Loss of vision due to eye trauma affects 2.4 million
young people under 30 each year, and traumatic ocular injury is the leading
cause of blindness in that age group. Although major advances in ocular
surgery in recent years have included the use of lasers, the free-electron
laser is not among them -- yet. 
Working with Stephen Feman, a professor of ophthalmology and a vitreoretinal
surgeon, they will determine if the FEL can reattach a torn retina and determine
the feasibility of cutting vitreous strands inside the eye that may form
following trauma, which causes the retina to detach or separate from the
back of the eye.
Using the FEL lasing attachment, Feman will make tiny welding spots to encourage
scar tissue to "glue" the retina back in place. "When the
retina detaches, cells start dying. What we might be able to do with the
FEL is develop protocols to save cells. Once we weld the retina back onto
the back of the eye more cells surface and there is a better chance for
recovery," Casagrande says.
Vitreous strands (the clear jelly-like substance inside the eye) form as
a response to eye trauma, and they tighten like a rubber band on the retina
as the eye starts to heal. The strands need to be cut in order to relieve
the pressure. "Sometimes that alone is all you need to get small detachments
back in position and tack them on," Casagrande says.
In addition Joos, Casagrande, Shen and Debra Shetlar, assistant professor
of ophthalmology and a oculoplastic surgeon, plan to determine if the FEL
can be used to improve optic nerve sheath surgery.
The optic nerve sheath is the covering for the optic nerve, whose axons
transmit vision signals to the brain. When chronic increased intercranial
pressure occurs, the squeezed axons die. To relieve the pressure, Shetlar
makes tiny holes in the optic nerve sheath to relieve the pressure on the
optic nerve.

[Collection entries]
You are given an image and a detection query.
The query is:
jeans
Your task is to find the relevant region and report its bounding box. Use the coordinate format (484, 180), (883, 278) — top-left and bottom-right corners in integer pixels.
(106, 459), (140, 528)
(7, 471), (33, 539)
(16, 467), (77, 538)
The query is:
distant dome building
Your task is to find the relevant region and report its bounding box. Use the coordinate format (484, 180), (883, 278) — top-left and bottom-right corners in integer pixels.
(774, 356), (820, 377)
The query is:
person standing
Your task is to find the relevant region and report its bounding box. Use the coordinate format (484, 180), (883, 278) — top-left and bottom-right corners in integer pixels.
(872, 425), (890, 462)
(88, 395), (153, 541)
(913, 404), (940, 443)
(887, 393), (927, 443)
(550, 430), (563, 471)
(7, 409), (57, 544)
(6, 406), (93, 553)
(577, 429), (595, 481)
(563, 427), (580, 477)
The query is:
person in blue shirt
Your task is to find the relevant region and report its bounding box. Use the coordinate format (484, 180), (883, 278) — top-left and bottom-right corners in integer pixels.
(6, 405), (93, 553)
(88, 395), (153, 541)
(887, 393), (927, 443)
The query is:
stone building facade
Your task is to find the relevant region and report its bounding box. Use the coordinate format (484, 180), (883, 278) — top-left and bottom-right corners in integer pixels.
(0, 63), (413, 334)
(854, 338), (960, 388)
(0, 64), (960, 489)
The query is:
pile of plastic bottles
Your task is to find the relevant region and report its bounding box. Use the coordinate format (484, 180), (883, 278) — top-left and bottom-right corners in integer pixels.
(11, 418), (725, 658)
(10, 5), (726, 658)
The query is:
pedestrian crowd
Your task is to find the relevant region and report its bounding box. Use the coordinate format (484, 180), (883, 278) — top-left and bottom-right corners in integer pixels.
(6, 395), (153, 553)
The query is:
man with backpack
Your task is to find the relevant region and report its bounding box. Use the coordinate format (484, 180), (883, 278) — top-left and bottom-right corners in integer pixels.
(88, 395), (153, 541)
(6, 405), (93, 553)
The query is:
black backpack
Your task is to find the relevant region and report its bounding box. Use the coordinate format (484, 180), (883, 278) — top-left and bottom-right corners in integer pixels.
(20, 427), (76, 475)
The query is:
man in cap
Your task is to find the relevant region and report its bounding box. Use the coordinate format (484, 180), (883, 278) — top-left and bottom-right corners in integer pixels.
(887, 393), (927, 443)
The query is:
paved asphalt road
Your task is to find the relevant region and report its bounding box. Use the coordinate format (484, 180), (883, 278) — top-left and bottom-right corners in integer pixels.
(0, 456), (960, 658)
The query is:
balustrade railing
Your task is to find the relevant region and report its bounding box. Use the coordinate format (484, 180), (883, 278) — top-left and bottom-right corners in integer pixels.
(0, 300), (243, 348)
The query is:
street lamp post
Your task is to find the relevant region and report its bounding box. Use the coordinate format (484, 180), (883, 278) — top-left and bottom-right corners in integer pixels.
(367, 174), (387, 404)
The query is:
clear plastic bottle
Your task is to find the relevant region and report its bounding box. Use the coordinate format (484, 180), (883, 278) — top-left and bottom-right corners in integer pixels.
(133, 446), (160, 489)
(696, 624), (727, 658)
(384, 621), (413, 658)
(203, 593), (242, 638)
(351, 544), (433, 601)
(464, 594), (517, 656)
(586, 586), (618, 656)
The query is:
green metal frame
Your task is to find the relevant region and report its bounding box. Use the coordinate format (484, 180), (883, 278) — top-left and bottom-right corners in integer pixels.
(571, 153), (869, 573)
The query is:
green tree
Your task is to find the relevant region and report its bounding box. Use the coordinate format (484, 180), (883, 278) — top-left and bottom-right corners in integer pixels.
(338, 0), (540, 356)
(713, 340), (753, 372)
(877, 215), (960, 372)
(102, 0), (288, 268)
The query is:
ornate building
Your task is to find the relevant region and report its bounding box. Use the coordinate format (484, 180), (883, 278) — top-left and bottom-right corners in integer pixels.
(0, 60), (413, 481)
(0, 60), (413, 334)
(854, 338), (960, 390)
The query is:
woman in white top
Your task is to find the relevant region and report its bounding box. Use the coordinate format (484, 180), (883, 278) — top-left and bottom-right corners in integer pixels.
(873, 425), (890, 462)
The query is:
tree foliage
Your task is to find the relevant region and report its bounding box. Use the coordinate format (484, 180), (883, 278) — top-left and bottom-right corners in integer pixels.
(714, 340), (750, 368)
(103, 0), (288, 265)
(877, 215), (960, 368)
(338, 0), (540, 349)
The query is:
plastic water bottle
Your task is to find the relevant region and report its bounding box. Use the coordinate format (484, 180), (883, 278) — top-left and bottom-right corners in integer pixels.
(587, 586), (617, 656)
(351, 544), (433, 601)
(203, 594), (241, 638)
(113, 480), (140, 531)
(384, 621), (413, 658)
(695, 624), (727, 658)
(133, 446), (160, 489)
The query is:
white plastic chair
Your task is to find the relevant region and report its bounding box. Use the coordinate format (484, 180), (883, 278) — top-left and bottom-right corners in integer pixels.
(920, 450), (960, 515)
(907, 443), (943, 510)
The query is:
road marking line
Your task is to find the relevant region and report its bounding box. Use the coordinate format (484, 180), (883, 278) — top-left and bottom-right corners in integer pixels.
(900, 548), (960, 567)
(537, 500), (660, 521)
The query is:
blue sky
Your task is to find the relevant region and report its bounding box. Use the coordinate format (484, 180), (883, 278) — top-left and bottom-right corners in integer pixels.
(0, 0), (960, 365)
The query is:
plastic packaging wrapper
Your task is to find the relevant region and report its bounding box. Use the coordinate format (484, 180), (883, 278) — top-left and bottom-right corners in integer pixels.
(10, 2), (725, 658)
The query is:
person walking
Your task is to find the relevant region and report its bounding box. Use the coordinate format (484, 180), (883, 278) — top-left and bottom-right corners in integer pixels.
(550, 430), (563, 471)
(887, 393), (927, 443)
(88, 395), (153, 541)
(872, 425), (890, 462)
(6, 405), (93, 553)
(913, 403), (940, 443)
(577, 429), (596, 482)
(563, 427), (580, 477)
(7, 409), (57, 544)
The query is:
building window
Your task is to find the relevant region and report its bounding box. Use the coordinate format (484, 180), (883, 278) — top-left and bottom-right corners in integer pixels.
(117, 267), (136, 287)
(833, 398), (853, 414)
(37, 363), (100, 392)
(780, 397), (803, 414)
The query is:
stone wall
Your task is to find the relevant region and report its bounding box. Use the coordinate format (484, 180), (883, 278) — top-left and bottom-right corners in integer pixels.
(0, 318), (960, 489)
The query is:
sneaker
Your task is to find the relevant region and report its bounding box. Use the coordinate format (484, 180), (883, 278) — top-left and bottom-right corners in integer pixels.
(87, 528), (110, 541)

Your tasks:
a. Answer these questions about the text on the free-electron laser in eye surgery, one per line:
(i) How many young people under 30 lose vision to eye trauma each year?
(ii) What does Feman make with the FEL lasing attachment to encourage scar tissue to hold the retina in place?
(iii) What does Shetlar make in the optic nerve sheath to relieve pressure on the optic nerve?
b. Extend the text on the free-electron laser in eye surgery, starting right after its last sentence.
None of the items is needed.

Answers by item number:
a.
(i) 2.4 million
(ii) Tiny welding spots
(iii) Tiny holes

b.
"Traditionally we do this procedure with a knife and cut a small window,
a slit in the optic nerve of 2 to 3 millimeters," Shetlar says. "This
works until scarring covers the opening. We're hoping that by using the
FEL there will be a more predictable way of making an opening that will
remain open over a longer period of time. Our hypothesis is that we will
see less tissue damage with the FEL," she says.
Working with FEL Center Director Glenn Edwards and other physicists, Casagrande
and Joos also plan to determine if the FEL can be used to alter the molecular
structure of ocular tissue and thus be useful for tissue welding to repair
traumatic ocular ruptures.
"With this laser we have the potential to examine and determine wavelengths
that we have not looked at before and to look at how chemical bonds respond
to those wavelengths. Based on how the chemical bonds respond to different
wavelengths, there may be procedures we haven't done before that now can
be done using a free-electron laser," Joos says.